Problem:
Reproduce every line of the material below, changing nothing.

Records from a data collection

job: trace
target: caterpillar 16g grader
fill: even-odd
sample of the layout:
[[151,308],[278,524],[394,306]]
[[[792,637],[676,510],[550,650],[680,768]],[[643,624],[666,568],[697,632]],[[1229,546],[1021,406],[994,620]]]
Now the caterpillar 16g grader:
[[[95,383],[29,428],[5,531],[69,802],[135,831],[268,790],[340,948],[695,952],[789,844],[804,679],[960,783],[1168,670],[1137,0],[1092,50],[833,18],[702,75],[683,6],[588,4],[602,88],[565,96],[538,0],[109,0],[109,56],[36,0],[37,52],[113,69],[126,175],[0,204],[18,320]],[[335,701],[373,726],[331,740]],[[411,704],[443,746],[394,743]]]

Response:
job: trace
target: caterpillar 16g grader
fill: even-odd
sample of the layout:
[[151,308],[278,524],[394,306]]
[[[792,637],[676,510],[550,650],[680,768]],[[643,624],[666,568],[697,632]],[[1229,546],[1021,406],[994,620]]]
Now the caterpillar 16g grader:
[[[95,383],[29,428],[5,531],[69,802],[135,831],[268,790],[340,948],[695,952],[789,844],[804,679],[960,783],[1168,670],[1137,0],[1092,50],[833,18],[702,75],[683,6],[588,4],[602,88],[565,96],[538,0],[109,0],[109,56],[36,0],[37,52],[113,69],[126,175],[0,204],[18,320]],[[335,701],[373,726],[331,740]],[[411,704],[443,746],[394,743]]]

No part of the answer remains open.